[Document section]
○ ○ ○ ○ ○
Step 2: With the car on, launch the VCDS software.
*Note: The car can be in the ON position or running for steps 1-11.
Check for Fault Codes
Step 3: Before you start logging, ensure there are no fault codes. Press the “Auto-Scan” button on the VCDS main menu.
Step 4: Once in the Auto-Scan section, press the “Start” button to scan for codes. The scan will take a few minutes as it scans all modules. If there are faults, I would recommend saving the scan results (copy/paste, save, print), and then clear the faults with the “Clear all DTC’s” button. Once this is done, “Close” the Auto-Scan section, and return to the main menu.
Logging Setup
Step 5: Under “Select Control Module” press the “Select” button.
Step 6: Under the “Common” tab press the “01-Engine” module button.
Step 7: In the Engine Controller module, press the “Adv. Meas. Values” button to access the logging section.
Step 8: Select the “Ambient Air Pressure” value from the parameter list. Record the value displayed for future reference, and then uncheck the box. The ambient pressure value will be used later to calculate boost related values.
Step 9: Select the parameters you would like to log from the list.
○ ○ ○ ○ ○
[Supplied material]
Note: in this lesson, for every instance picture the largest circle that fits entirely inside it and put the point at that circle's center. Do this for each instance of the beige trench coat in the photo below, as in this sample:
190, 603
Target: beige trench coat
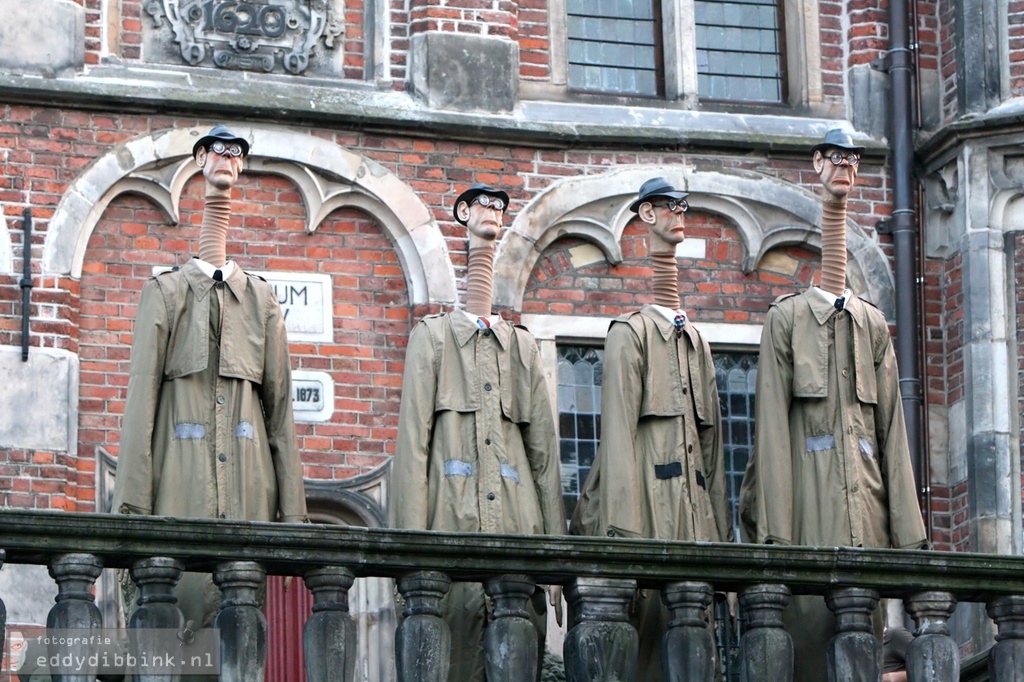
○ ○ ○ ○ ○
[Exercise task] In the VCDS logging guide, what will the recorded ambient air pressure value later be used for? The lines have no connection to the text.

[Final result] It will be used to calculate boost-related values.